Named-object pointing items

_ _ _ _ _ _ _

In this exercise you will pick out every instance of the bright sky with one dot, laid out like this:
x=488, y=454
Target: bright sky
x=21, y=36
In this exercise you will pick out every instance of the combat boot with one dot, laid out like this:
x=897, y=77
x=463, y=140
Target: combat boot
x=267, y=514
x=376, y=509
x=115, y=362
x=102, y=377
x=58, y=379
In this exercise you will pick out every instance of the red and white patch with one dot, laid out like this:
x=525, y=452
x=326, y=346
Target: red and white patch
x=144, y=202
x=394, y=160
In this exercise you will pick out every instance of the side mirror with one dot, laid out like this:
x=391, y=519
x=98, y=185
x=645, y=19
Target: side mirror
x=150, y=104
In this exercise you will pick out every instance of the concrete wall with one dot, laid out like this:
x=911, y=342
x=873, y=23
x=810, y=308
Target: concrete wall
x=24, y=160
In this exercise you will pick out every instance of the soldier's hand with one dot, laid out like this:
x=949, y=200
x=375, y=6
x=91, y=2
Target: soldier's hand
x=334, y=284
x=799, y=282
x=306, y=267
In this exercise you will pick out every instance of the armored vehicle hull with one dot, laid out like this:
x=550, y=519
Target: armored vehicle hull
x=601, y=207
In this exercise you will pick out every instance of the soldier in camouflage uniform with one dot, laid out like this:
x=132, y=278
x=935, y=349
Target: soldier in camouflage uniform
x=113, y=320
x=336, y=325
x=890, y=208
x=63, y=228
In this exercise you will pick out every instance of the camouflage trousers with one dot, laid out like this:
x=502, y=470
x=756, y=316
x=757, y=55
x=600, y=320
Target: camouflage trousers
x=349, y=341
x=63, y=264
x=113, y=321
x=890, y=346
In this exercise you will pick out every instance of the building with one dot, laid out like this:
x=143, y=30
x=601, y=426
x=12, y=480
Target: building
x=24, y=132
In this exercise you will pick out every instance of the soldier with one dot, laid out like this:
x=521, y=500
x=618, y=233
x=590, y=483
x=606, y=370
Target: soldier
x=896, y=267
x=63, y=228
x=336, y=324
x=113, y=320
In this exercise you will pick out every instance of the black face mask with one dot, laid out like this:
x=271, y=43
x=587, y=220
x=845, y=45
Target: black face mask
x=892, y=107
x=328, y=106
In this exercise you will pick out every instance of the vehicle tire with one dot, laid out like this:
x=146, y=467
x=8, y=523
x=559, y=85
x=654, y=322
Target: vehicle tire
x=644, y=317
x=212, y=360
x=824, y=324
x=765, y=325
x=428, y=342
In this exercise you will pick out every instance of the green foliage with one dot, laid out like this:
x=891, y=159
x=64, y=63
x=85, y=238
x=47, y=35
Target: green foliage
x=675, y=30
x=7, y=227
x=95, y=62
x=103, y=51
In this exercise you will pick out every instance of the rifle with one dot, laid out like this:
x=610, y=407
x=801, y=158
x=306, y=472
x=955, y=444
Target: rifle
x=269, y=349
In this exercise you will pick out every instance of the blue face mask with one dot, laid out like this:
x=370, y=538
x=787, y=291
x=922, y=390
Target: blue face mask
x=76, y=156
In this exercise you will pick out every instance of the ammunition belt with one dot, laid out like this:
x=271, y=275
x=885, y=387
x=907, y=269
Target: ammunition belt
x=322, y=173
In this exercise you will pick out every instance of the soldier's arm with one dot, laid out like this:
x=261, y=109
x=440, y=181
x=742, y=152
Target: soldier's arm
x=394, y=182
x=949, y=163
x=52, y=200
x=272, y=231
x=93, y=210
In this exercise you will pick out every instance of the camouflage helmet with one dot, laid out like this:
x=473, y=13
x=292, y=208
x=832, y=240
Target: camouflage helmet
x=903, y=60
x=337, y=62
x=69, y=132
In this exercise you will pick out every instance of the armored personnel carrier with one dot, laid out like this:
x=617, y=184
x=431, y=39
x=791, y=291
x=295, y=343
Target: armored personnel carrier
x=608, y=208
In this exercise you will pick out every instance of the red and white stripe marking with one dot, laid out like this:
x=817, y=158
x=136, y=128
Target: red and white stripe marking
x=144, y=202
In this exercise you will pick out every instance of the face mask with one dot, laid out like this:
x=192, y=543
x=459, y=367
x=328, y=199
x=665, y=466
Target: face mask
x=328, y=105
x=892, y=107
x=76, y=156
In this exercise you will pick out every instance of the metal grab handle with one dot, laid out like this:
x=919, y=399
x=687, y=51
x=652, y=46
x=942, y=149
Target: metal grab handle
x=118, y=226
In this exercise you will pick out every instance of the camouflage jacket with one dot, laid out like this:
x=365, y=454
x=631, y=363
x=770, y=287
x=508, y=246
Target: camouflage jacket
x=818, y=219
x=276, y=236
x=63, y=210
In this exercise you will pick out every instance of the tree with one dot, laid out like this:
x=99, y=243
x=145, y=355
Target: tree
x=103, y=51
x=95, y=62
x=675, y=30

_ _ _ _ _ _ _

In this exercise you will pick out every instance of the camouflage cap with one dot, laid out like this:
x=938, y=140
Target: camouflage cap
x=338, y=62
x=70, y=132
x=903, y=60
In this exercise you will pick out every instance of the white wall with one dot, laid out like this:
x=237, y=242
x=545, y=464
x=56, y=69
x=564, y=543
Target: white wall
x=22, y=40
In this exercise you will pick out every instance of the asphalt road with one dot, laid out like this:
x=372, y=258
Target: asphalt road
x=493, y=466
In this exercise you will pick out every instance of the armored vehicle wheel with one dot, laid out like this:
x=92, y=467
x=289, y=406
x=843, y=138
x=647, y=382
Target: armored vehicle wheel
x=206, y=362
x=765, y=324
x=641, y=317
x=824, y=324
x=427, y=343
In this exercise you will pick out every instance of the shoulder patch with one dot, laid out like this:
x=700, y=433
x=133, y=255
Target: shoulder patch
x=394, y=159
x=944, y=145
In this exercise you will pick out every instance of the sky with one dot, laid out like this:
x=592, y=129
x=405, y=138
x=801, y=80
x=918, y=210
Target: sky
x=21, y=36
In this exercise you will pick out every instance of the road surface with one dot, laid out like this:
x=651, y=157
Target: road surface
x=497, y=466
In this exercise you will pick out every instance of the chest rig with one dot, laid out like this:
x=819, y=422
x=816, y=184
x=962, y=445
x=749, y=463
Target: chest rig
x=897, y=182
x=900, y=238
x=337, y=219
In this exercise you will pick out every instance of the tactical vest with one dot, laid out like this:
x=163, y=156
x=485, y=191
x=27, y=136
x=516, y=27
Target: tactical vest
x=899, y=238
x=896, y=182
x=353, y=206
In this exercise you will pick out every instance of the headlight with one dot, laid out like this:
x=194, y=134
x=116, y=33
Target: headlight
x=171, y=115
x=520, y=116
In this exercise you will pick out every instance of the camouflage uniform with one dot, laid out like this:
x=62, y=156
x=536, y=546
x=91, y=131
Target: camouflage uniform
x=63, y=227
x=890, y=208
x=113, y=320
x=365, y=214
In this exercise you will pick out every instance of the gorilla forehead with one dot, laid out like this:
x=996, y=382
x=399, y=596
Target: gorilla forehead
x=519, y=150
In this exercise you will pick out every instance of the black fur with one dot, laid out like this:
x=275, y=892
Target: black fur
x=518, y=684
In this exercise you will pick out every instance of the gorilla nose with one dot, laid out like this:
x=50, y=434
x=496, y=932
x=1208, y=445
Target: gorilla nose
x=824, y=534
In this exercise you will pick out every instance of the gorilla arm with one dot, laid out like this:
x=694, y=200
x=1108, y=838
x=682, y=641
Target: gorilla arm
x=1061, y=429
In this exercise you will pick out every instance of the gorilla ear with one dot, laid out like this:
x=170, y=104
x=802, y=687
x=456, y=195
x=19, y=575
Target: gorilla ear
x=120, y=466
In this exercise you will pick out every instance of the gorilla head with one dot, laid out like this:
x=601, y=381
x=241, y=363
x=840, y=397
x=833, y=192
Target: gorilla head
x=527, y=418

_ _ _ _ _ _ _

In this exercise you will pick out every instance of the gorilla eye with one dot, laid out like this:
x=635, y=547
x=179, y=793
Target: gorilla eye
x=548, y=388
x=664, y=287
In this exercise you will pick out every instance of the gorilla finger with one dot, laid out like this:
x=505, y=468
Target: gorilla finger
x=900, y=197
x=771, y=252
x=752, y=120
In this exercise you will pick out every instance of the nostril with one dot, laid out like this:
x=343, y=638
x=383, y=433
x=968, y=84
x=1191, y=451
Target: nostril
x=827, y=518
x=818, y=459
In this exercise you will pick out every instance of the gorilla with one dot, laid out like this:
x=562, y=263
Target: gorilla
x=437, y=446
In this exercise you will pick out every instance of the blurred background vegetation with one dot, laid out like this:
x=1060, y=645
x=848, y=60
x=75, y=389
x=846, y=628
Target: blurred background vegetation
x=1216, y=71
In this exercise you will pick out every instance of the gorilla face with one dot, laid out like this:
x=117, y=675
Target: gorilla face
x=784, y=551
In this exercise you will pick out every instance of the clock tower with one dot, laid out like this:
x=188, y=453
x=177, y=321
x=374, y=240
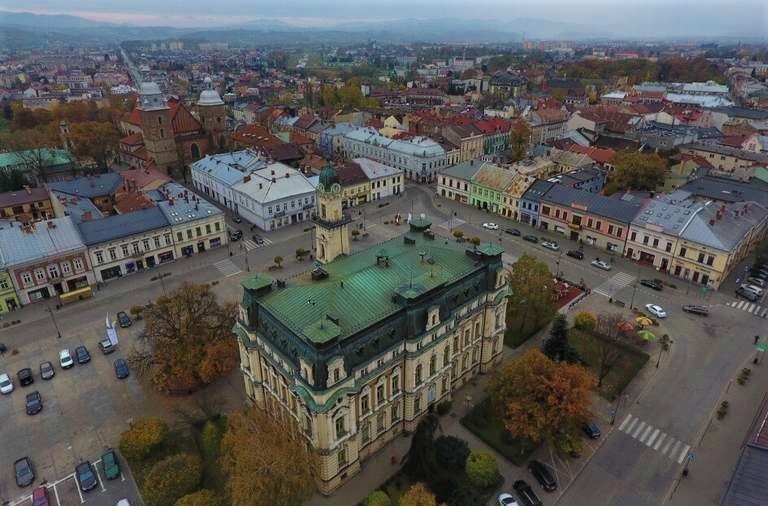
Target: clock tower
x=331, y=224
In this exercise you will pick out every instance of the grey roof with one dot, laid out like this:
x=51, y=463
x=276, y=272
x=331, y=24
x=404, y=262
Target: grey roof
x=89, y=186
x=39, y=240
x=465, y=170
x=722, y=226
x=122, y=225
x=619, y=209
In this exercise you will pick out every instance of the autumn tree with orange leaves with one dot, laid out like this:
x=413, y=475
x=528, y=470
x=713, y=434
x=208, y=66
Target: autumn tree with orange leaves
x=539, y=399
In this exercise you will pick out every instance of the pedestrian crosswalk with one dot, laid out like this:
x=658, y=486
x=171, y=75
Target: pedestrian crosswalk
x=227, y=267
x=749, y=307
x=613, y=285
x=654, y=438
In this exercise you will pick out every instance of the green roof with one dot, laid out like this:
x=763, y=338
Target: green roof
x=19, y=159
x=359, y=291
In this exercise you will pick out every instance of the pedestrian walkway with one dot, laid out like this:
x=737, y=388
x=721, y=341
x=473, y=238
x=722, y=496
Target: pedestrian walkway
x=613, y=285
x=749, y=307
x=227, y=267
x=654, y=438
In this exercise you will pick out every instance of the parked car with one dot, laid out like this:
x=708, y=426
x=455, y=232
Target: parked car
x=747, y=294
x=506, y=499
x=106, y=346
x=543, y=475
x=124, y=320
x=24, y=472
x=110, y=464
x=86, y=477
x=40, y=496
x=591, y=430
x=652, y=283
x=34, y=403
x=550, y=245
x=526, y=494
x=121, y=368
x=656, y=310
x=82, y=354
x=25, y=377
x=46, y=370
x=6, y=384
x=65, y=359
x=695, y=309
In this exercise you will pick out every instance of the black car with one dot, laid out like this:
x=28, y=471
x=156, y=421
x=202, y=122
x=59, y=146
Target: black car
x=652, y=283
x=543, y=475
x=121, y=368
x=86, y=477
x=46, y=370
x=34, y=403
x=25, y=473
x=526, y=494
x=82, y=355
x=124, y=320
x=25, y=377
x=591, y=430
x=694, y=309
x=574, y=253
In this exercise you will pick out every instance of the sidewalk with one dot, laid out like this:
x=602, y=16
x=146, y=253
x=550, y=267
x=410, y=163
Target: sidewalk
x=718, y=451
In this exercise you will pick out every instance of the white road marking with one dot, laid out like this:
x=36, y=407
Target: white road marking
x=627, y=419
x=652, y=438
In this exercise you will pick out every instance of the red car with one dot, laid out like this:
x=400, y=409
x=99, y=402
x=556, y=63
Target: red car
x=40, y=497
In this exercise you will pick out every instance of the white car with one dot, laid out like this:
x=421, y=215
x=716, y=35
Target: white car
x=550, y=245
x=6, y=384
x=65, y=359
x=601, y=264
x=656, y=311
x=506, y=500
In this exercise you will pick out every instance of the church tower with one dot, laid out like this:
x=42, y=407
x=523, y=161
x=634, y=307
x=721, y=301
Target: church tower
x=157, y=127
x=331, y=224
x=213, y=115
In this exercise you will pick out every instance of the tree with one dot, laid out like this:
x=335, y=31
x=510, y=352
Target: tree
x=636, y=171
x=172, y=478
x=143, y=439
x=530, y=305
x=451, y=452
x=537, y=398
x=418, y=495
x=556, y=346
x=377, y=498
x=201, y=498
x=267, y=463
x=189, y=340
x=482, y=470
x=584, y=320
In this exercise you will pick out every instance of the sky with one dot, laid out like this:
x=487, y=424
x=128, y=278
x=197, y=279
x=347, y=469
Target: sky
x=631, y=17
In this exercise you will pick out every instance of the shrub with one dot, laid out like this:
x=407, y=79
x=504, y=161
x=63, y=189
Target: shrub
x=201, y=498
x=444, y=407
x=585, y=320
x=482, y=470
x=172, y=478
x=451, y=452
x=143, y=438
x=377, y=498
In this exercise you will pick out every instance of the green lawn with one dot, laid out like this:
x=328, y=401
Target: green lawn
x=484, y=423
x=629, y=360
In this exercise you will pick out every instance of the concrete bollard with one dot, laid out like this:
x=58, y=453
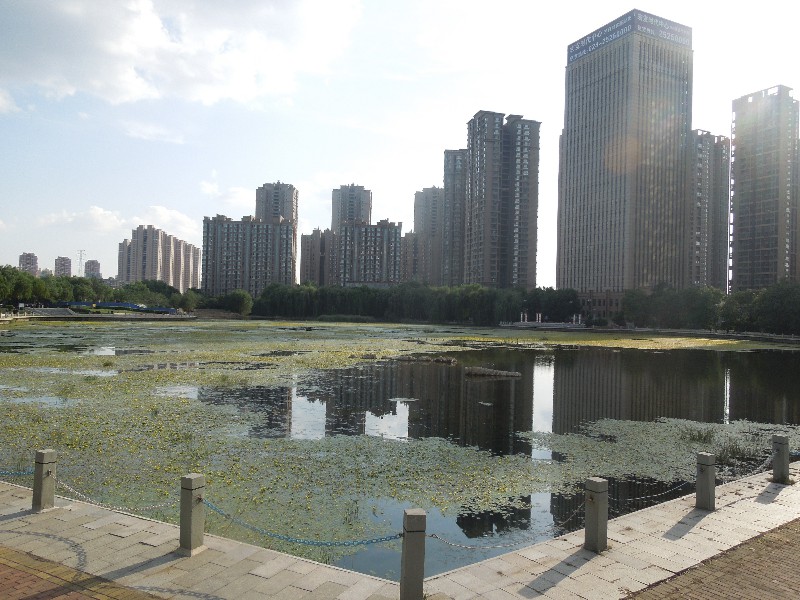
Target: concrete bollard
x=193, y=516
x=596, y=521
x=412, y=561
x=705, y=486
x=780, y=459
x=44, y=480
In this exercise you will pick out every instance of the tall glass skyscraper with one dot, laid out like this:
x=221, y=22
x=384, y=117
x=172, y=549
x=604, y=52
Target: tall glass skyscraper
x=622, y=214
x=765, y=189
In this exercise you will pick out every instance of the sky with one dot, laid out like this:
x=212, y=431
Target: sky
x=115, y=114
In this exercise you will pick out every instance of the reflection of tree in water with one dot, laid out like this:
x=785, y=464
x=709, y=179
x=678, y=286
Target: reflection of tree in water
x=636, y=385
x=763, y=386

_ _ _ _ _ _ _

Rewrite the stretch from the line containing "the pedestrian crosswalk" through the line containing "x=718, y=451", switching every "instance" to "occurrence" and leaving all else unchanged.

ANSWER TO THIS EXERCISE:
In this exercise you will pick out every occurrence of the pedestrian crosswalk with one dot, laid out like this:
x=658, y=486
x=171, y=75
Target: pedestrian crosswalk
x=227, y=267
x=749, y=307
x=613, y=285
x=654, y=438
In this exercise you will pick out every occurrence of the green roof with one dot, laid out like this:
x=763, y=338
Target: green roof
x=19, y=159
x=359, y=291
In this exercise you will pick out every occurrence of the pedestrian walkway with one dot, laid out like this:
x=737, y=388
x=721, y=341
x=473, y=238
x=722, y=496
Target: pedestrian walkway
x=613, y=285
x=749, y=307
x=227, y=267
x=654, y=438
In this exercise you will pick out every occurrence of the parked car with one dot, laid out like this:
x=708, y=426
x=455, y=232
Target: parked car
x=747, y=294
x=506, y=499
x=106, y=346
x=543, y=475
x=124, y=320
x=24, y=472
x=110, y=464
x=86, y=477
x=40, y=496
x=591, y=430
x=652, y=283
x=34, y=403
x=550, y=245
x=526, y=494
x=121, y=368
x=656, y=310
x=82, y=354
x=25, y=377
x=46, y=370
x=6, y=384
x=65, y=359
x=695, y=309
In this exercise you will pick out every occurrence of the black car with one dot, laid out like this:
x=28, y=471
x=156, y=421
x=202, y=122
x=59, y=146
Target: black car
x=652, y=283
x=543, y=475
x=121, y=368
x=86, y=477
x=46, y=370
x=34, y=403
x=25, y=473
x=526, y=494
x=82, y=355
x=124, y=320
x=25, y=377
x=591, y=430
x=694, y=309
x=574, y=253
In this exercise you will pick out every occurrence of the sidewalk with one dot, laid out like this:
x=602, y=16
x=146, y=253
x=550, y=267
x=410, y=163
Target: sidewalk
x=718, y=451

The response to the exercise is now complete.